■ Apply what you read
**a)** In the passage on Ravan, write out the section starting with "In this formulation, the" and going on through "any approximation error.", replacing "server" with "coordinator".
**b)** Translate this sentence from the passage on Ravan into Spanish: "In this formulation, the basis matrices B_i and A_i are initialized once and then frozen throughout training."

The paper introduces Ravan, a novel parameter‑efficient fine‑tuning (PEFT) technique designed for federated learning (FL) of large language models (LLMs). Traditional low‑rank adaptation (LoRA) reduces the number of trainable parameters by representing weight updates ΔW as the product of two low‑rank matrices B and A, while freezing the original model weights. However, in realistic FL settings characterized by data heterogeneity (non‑IID client distributions) and computational heterogeneity (varying client resources), the low‑rank constraint of LoRA often leads to significant accuracy degradation. This degradation is especially pronounced because the effective rank of the true gradient updates grows in non‑IID scenarios, as demonstrated by singular‑value analyses on CIFAR‑100 and SVHN.

Ravan addresses these limitations by re‑parameterizing each weight update as a weighted sum of multiple LoRA heads:

 ΔW ≈ Σ_{i=1}^{h} s_i B_i H_i A_i

In this formulation, the basis matrices B_i and A_i are initialized once and then frozen throughout training. Only the core matrices H_i and lightweight scalar scaling factors s_i are updated locally on each client and communicated to the server. By fixing B_i and A_i, the aggregation step becomes exact: the server can simply average the products s_i H_i across participating clients, guaranteeing that the aggregated update equals the sum of the individual updates without any approximation error.

■ Entries shown
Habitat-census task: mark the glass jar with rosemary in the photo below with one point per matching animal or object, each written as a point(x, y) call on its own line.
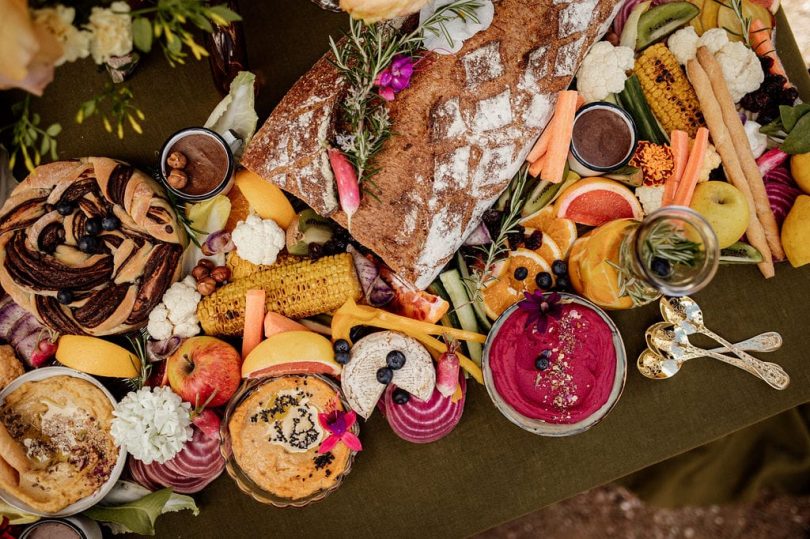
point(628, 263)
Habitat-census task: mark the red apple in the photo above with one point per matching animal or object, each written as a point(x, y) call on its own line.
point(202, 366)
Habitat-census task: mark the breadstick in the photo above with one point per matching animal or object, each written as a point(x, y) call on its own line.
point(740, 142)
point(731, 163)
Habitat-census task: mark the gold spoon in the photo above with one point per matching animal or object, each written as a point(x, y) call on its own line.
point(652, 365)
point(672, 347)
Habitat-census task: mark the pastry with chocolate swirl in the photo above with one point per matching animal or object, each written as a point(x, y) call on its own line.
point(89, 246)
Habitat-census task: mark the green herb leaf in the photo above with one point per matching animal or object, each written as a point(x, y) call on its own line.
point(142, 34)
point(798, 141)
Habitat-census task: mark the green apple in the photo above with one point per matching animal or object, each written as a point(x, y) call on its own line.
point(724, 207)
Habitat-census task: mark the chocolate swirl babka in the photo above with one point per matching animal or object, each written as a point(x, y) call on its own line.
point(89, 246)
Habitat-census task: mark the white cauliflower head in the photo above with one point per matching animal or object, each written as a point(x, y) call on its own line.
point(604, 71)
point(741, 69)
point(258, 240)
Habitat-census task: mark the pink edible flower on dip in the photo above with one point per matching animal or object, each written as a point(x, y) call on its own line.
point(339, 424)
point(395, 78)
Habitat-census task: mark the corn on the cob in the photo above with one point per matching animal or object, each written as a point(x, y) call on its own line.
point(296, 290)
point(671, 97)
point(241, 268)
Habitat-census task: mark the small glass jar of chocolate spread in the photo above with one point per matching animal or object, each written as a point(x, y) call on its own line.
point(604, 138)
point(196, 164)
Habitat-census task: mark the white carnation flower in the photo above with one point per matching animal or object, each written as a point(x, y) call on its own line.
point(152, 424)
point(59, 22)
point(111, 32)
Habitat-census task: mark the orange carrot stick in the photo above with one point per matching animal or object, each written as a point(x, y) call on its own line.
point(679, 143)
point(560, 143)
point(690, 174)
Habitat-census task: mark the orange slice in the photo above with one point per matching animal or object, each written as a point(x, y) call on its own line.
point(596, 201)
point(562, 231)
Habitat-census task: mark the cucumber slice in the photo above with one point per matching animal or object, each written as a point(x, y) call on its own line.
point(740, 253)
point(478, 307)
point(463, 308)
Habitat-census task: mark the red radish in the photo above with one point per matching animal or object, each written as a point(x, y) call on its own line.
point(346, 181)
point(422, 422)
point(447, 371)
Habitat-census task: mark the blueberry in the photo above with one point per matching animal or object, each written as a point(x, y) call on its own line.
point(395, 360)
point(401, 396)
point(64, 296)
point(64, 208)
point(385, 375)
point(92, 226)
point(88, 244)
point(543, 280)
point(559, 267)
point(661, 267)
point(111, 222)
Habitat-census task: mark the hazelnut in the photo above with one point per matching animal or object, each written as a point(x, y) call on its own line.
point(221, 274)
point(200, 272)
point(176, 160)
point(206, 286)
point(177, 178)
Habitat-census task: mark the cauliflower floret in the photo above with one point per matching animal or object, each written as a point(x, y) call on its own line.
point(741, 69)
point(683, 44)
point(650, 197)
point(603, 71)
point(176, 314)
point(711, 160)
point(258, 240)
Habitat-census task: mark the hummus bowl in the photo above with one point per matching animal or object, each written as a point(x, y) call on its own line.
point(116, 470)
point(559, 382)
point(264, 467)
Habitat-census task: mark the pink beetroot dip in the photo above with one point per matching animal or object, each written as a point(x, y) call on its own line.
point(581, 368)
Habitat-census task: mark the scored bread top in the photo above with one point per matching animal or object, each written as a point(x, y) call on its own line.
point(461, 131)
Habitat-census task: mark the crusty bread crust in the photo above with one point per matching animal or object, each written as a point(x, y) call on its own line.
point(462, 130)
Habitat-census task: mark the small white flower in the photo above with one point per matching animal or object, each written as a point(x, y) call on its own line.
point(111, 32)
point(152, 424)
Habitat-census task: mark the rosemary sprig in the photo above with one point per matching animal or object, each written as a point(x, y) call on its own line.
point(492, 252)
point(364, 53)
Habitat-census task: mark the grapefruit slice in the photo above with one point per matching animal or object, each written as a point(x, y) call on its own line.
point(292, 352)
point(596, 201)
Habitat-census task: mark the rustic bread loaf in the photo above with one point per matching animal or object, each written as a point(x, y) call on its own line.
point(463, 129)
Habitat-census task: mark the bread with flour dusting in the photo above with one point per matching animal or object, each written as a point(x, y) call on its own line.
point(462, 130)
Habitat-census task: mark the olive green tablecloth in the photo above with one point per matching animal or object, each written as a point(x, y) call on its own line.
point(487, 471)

■ List of answers
**a)**
In this formulation, the basis matrices B_i and A_i are initialized once and then frozen throughout training. Only the core matrices H_i and lightweight scalar scaling factors s_i are updated locally on each client and communicated to the coordinator. By fixing B_i and A_i, the aggregation step becomes exact: the coordinator can simply average the products s_i H_i across participating clients, guaranteeing that the aggregated update equals the sum of the individual updates without any approximation error.

**b)** En esta formulación, las matrices base B_i y A_i se inicializan una vez y luego se mantienen congeladas durante todo el entrenamiento.